━━━━━ Passage provided ━━━━━
It will be seen, on reference to the measurements I shall give in treating of the smaller species, that the sexes differ very much in size, the female, as is always the case with members of this family, being the larger bird. The fact that a male of the present species (of which the sex was carefully ascertained by Dr. Haast) was actually larger than the female of H. brunnea appeared to me sufficient of itself to warrant a specific separation. Having, however, brought with me to England good examples of both forms for illustration in my former edition, I compared them with the fine series of specimens in the British Museum (about twenty in number) and with Forster’s original drawings, and came to the conclusion that there were in reality two distinct species, closely resembling each other in plumage in both the young and adult states, but differing appreciably in size. In this examination I was kindly assisted by Mr. J. H. Gurney, an ornithologist who, as is well known, has made Birds of Prey his special study; and as he entirely concurred in the conclusion arrived at, I felt that I could publish it with some degree of confidence.
Mr. Sharpe afterwards pointed out (Ibis, 1873, p. 327) that the name of Falco brunneus of Gould had been preoccupied by Bechstein, who thus called the common Kestrel of Europe, and that consequently our small bird, if allowed to be distinct from H. novæ zealandiæ, must bear another title. He considers that this should be Hieracidea australis (Homb. & Jacq.); but it seems to me that this is only a synonym of the older species and that the right name to fall back upon for the former is Falco ferox of Peale. In his official catalogue of the Accipitres in the British Museum, under the generic name of Harpa, he not only gives H. australis the precedence, but commits (as I venture to think) the further error of making it a “subspecies,” or constant variety, of H. novæ zealandiæ. The two birds are either specifically distinct or they belong to one and the same species.
Professor Hutton contributed to ‘The Ibis’ for October 1879 a table of measurements for the purpose of showing that there existed only one species; but in my reply to that paper (Ibis, 1881, p. 453) I pointed out that his argument was quite inconclusive, inasmuch as “his ♂ specimen B gives a wing-measurement only ·25 of an inch longer than that assigned by me to the female of the smaller species.”
━━━━━
Instruction A
Answer these questions from the passage on the two falcon species:
(i) Who helped the author compare specimens in the British Museum?
(ii) According to Mr. Sharpe, who had already used the name Falco brunneus, and for which bird?
(iii) In which issue of 'The Ibis' did Professor Hutton publish his table of measurements?
Instruction B
Write the next part of the passage on the two falcon species, starting after its final sentence.
━━━━━ Data segment ━━━━━
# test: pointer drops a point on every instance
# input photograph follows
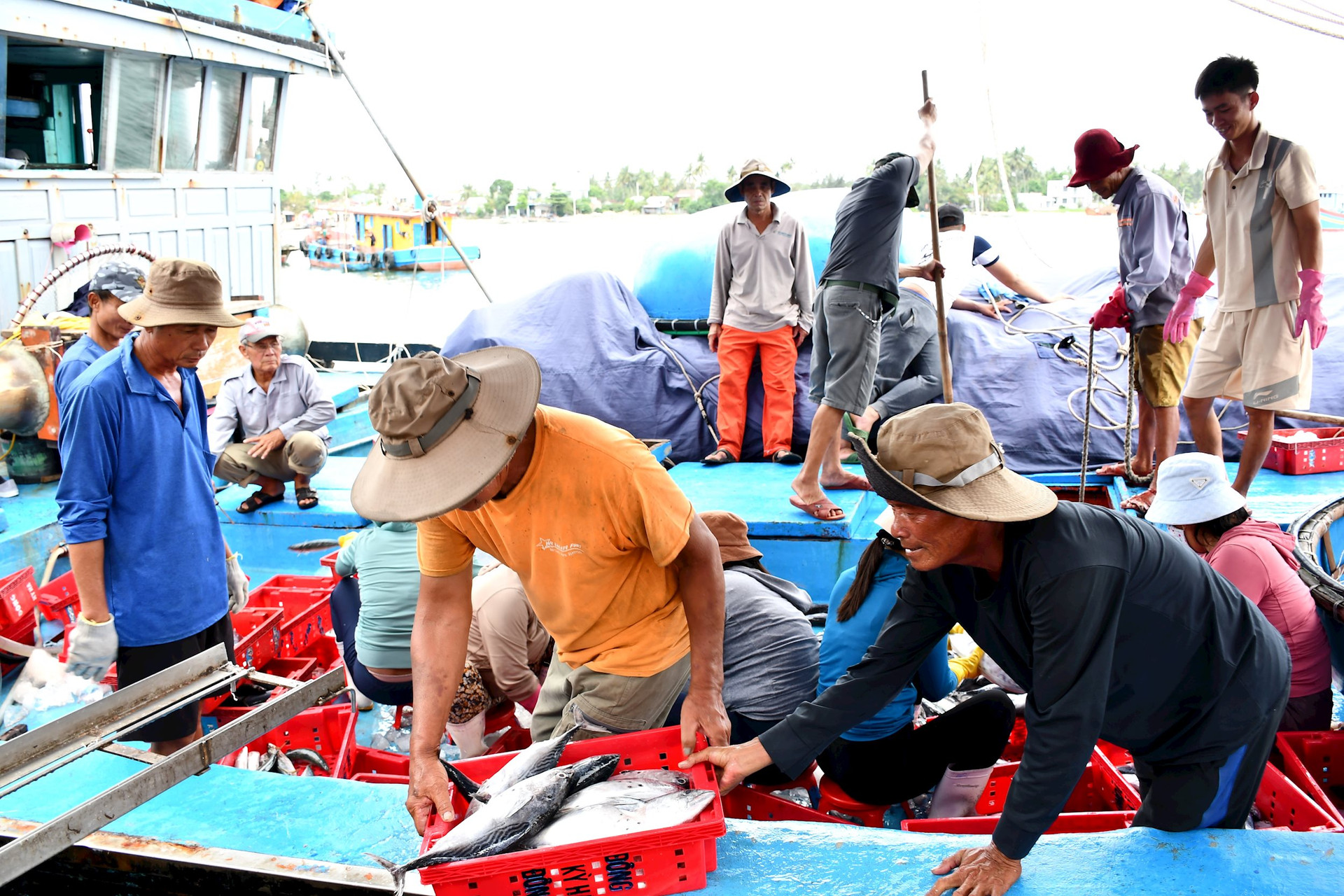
━━━━━
Exercise response A
(i) Mr. J. H. Gurney
(ii) Bechstein, for the common Kestrel of Europe
(iii) The October 1879 issue

Exercise response B
* Vide Trans. N.-Z. Instit. vol. i. p. 106 (1868).
Since that time the question has received much attention at the hands of local ornithologists; and although there may be still some difference of opinion as to the propriety of keeping the birds distinct, nearly all the subsequent evidence is in support of my contention.
Apart from the manifest difference in size already mentioned, the Quail-Hawk may be distinguished from the smaller species by the colour of the irides, which become yellow in the fully adult bird, whereas in Harpa ferox they are dark brown.
This larger form is seldom if ever met with in the North Island, where the other is comparatively plentiful. The only specimen ever obtained by me there was shot in the Kaipara district, more than five-and-twenty years ago, and this is preserved in my old type-collection in the Colonial Museum. It is met with in suitable localities all over the South Island.
Its food consists of birds, rats, mice, lizards, and the larger kinds of insects. It often takes its prey on the wing, swooping down on its terrified quarry with the rapidity of an arrow. It never feeds on carrion or offal.
I have been informed by a credible eye-witness that on one occasion a Quail-Hawk swooped down upon a man who was carrying a dead Pigeon, and, striking the bird forcibly out of his hands, retired to its station in a puriri tree to wait the course of events. It unfortunately fell a victim to its intrepidity, as it was instantly shot.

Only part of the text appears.